- _WHAT IS ASKED_
Turn every line of the rows below into one numbered list, dropping the blank lines.

-- SUPPLIED MATERIAL start --

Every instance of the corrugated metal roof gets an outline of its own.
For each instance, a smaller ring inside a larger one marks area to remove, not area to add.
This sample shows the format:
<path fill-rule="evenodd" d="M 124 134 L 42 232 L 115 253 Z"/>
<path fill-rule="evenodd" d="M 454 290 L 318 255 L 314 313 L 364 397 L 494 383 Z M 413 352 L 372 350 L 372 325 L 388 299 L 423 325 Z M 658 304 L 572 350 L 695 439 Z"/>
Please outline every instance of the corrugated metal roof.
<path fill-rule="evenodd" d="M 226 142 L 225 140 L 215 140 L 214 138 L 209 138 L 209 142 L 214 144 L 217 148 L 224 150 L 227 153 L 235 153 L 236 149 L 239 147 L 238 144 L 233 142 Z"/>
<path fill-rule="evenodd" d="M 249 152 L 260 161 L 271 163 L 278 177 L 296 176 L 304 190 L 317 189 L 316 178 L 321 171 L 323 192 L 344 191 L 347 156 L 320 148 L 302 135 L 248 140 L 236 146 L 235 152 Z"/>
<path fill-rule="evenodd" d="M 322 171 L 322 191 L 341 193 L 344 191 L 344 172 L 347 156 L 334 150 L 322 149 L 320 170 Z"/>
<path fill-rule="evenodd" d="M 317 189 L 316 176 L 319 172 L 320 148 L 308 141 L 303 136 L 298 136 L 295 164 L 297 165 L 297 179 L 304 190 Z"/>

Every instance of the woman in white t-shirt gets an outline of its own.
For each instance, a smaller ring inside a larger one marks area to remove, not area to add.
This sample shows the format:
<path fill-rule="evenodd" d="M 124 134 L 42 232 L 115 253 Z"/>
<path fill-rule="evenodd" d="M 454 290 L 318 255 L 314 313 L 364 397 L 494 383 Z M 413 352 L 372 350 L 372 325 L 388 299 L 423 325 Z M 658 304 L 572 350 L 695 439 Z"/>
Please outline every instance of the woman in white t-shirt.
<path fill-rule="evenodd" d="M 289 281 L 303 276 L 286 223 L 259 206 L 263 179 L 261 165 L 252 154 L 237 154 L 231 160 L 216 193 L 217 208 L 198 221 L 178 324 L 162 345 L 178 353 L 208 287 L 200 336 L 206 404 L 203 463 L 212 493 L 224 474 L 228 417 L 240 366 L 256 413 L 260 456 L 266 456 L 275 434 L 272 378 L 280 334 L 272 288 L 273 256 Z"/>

-- SUPPLIED MATERIAL end --

- _TASK ANSWER_
1. Every instance of the corrugated metal roof gets an outline of its own.
2. For each instance, a smaller ring inside a larger one marks area to remove, not area to add.
3. This sample shows the format:
4. <path fill-rule="evenodd" d="M 124 134 L 42 232 L 115 253 Z"/>
5. <path fill-rule="evenodd" d="M 454 290 L 318 255 L 314 313 L 364 397 L 494 383 Z M 413 352 L 372 350 L 372 325 L 388 299 L 423 325 Z M 658 304 L 572 350 L 695 439 Z"/>
6. Please outline every instance of the corrugated metal roof.
7. <path fill-rule="evenodd" d="M 226 142 L 225 140 L 215 140 L 214 138 L 209 138 L 209 142 L 214 144 L 217 148 L 224 150 L 227 153 L 235 153 L 236 149 L 239 147 L 238 144 L 233 142 Z"/>
8. <path fill-rule="evenodd" d="M 249 152 L 260 161 L 271 163 L 278 177 L 296 176 L 304 190 L 317 189 L 316 178 L 321 171 L 323 192 L 344 191 L 347 156 L 320 148 L 302 135 L 248 140 L 236 146 L 235 152 Z"/>
9. <path fill-rule="evenodd" d="M 322 171 L 322 191 L 341 193 L 344 191 L 344 172 L 347 156 L 334 150 L 322 149 L 320 170 Z"/>
10. <path fill-rule="evenodd" d="M 317 189 L 316 176 L 319 172 L 320 148 L 308 141 L 303 136 L 298 136 L 295 164 L 297 165 L 297 179 L 304 190 Z"/>
11. Every instance of the woman in white t-shirt gets an outline of its own.
12. For each instance, a smaller ring inside a larger one marks area to remove, not area to add.
13. This sample shows the format:
14. <path fill-rule="evenodd" d="M 124 134 L 42 232 L 115 253 Z"/>
15. <path fill-rule="evenodd" d="M 454 290 L 318 255 L 314 313 L 364 397 L 494 383 Z M 413 352 L 372 350 L 372 325 L 388 299 L 423 325 Z M 658 304 L 572 350 L 695 439 Z"/>
16. Please outline every instance of the woman in white t-shirt.
17. <path fill-rule="evenodd" d="M 289 281 L 303 276 L 286 223 L 259 206 L 263 179 L 261 165 L 252 154 L 237 154 L 231 160 L 216 193 L 217 208 L 198 221 L 178 324 L 162 345 L 178 353 L 208 287 L 200 336 L 206 404 L 203 463 L 212 493 L 224 474 L 228 417 L 240 366 L 256 413 L 260 456 L 266 456 L 275 434 L 272 378 L 280 334 L 272 288 L 273 256 Z"/>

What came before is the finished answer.